● **Required task A**: Please find every line in the listing below that contains the word "sailboat" and copy each of those lines.

Smile, there's a dragon behind your smartphone's camera!

Smile, there's a dragon behind your smartphone's camera!

"Does this phone have a quad-core processor? It's not really worth buying if it doesn't have a quad-core processor." If I had a penny for every time I overheard the phrase at the local mobile shop, I probably wouldn't be writing this column at this ungodly hour, and retired a rich man by now. Instead, here I am to talk about, you guessed it, processors.

Anyone who understands technology even a little bit, like the Mr. must-have-quad-core above, realises the big impact that a processor has in most spheres of a device's performance. A faster processor with more 'cores' means, at least on paper, that your device will do a better job of everyday tasks like loading an app or playing an app. However, as devices have shrunk from the size of desktop computers to laptops to, in the recent years, smartphones and tablets, the role of what was traditionally called a processor has evolved quite a bit.

As the space inside devices started to shrink, the processor was forced to take on more responsibility, turning into the technology equivalent of a superhero called system on chip (SoC). A modern day SoC crams in a ton of functionality, from roles you would traditionally expect, like the CPU (what was traditionally called the 'processor'), GPU (for enhanced graphics performance), connectivity support like cellular radio, Wi-Fi, Bluetooth, location (GPS, GLONASS or others), to others that most don't realise enhance or limit the capabilities of their smartphone.

In other words, while most understand that not having the latest chip inside a smartphone can limit their ability to play the latest games, or enjoy full-HD playback on their post-PC devices, not many relate the capabilities of, say, their camera with that of the SoC inside.

It's true that imaging performance of your smartphone or tablet is dependent largely on the camera module used by the manufacturer. However, equally important is the software that translates the captured signals into images that (hopefully) look like real world objects you clicked. Modern day SoCs like the Qualcomm Snapdragon series feature image signal processors (ISPs) designed to let the image processing software handle complex tasks like dealing with very high resolution images, or perform things like dual-capture from front and rear cameras simultaneously.

● **Required task B**:
Answer these questions from the column on smartphone processors:
(i) What kind of processor does the shopper at the mobile shop say a phone must have to be worth buying?
(ii) What does the abbreviation SoC stand for?
(iii) What do modern SoCs such as the Qualcomm Snapdragon series feature to help image processing software?

Excerpts from location labeling data:
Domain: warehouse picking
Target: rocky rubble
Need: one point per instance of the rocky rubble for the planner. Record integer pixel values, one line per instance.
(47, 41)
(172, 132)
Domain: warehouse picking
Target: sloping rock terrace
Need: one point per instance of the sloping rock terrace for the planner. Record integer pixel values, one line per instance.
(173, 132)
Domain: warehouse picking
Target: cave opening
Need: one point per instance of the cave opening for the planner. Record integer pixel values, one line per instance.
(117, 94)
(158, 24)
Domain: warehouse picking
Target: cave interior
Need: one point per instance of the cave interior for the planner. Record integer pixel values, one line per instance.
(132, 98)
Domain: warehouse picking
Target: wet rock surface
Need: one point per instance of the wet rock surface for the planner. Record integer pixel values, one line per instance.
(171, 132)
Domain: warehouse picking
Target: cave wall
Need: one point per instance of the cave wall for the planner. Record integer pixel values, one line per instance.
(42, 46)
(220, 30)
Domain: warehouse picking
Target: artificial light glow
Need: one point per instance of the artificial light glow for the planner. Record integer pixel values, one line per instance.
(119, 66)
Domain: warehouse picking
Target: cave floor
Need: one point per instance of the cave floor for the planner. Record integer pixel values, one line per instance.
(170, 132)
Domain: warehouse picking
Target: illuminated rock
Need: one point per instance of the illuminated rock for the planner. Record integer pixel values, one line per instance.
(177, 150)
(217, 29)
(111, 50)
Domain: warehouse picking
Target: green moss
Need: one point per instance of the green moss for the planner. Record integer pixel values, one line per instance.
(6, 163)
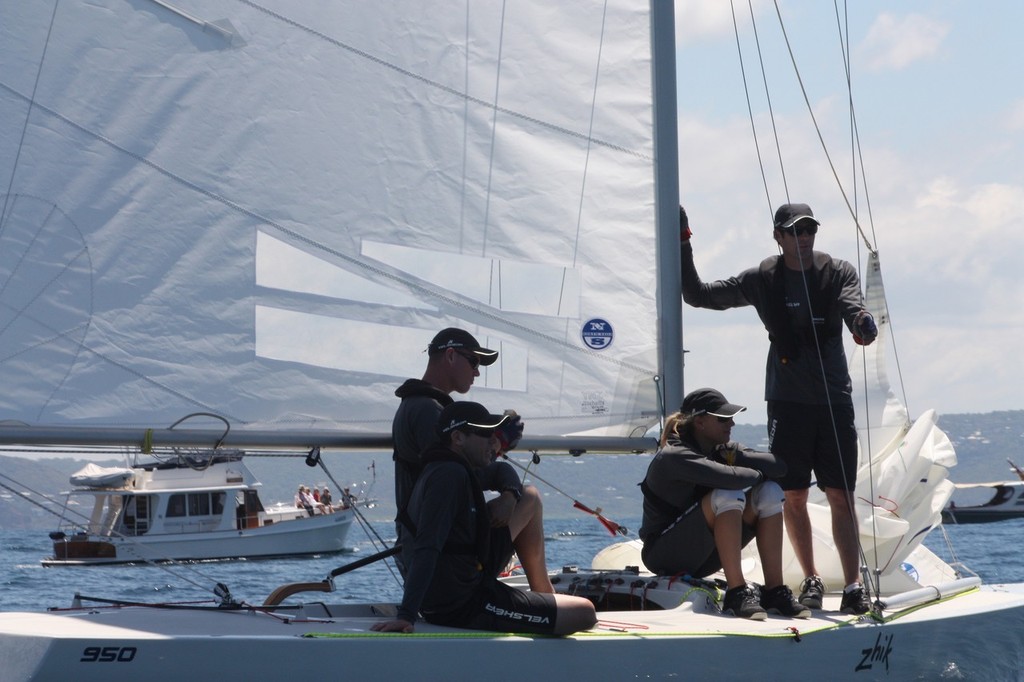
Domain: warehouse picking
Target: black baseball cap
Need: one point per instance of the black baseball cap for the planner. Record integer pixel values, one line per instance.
(465, 414)
(454, 337)
(709, 401)
(790, 214)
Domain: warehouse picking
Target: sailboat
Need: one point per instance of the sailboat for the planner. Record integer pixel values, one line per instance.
(262, 209)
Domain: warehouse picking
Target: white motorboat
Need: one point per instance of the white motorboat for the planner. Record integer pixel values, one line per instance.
(981, 503)
(185, 508)
(262, 208)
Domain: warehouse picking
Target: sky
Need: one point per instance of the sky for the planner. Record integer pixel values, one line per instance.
(939, 108)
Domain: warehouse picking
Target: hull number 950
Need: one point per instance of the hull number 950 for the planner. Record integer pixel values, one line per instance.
(108, 654)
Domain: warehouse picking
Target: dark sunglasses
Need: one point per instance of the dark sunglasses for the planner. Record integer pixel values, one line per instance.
(724, 420)
(472, 358)
(800, 231)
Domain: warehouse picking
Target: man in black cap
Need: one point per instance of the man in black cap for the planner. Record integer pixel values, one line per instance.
(804, 297)
(454, 358)
(453, 551)
(706, 498)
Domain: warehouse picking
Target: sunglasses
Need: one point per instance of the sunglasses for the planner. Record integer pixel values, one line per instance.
(723, 420)
(800, 231)
(472, 358)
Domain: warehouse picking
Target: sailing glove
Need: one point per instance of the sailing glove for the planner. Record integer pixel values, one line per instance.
(509, 432)
(864, 329)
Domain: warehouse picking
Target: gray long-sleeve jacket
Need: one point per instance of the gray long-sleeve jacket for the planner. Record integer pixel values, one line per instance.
(680, 475)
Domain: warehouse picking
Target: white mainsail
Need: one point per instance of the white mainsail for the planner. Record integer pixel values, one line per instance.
(265, 210)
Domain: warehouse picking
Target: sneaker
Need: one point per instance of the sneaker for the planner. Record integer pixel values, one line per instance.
(742, 602)
(855, 601)
(780, 600)
(811, 591)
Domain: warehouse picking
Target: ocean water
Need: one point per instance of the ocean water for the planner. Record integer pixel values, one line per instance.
(991, 550)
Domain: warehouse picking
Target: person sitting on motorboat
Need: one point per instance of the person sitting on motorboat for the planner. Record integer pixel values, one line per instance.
(706, 498)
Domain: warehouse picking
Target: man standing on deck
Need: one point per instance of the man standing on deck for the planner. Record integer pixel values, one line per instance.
(454, 358)
(804, 297)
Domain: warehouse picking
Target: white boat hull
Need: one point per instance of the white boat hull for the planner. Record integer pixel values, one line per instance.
(977, 635)
(317, 535)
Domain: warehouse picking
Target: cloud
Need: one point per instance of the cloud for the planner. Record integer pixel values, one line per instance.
(1015, 117)
(894, 42)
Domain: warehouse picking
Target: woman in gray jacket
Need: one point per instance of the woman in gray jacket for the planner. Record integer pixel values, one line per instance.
(706, 498)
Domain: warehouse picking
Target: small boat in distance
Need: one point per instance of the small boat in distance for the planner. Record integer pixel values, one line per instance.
(186, 508)
(1003, 500)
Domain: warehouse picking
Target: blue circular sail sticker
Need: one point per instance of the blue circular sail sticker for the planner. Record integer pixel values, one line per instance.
(596, 334)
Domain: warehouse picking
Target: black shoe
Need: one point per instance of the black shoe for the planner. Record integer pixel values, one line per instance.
(780, 600)
(811, 592)
(742, 602)
(856, 601)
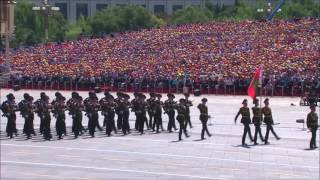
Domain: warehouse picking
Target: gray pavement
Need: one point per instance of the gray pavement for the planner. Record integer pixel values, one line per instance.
(160, 156)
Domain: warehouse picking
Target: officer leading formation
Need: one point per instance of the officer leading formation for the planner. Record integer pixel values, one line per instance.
(154, 107)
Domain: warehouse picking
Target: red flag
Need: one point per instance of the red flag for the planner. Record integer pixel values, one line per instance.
(253, 87)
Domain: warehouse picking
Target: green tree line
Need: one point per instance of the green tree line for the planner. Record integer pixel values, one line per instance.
(30, 24)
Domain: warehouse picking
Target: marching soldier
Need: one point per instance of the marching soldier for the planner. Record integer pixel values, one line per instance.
(169, 109)
(188, 104)
(312, 124)
(9, 109)
(38, 105)
(103, 104)
(158, 113)
(181, 117)
(204, 117)
(59, 108)
(134, 104)
(119, 112)
(245, 120)
(141, 111)
(92, 107)
(45, 107)
(124, 106)
(266, 111)
(75, 107)
(256, 120)
(26, 109)
(110, 117)
(107, 109)
(151, 103)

● **Task response A**:
Target: sailboat
Need: one point per instance of the sailboat for the planner. Record integer pixel values, one line per instance.

● **Task response B**:
(i) A quad-core processor.
(ii) System on chip.
(iii) Image signal processors (ISPs).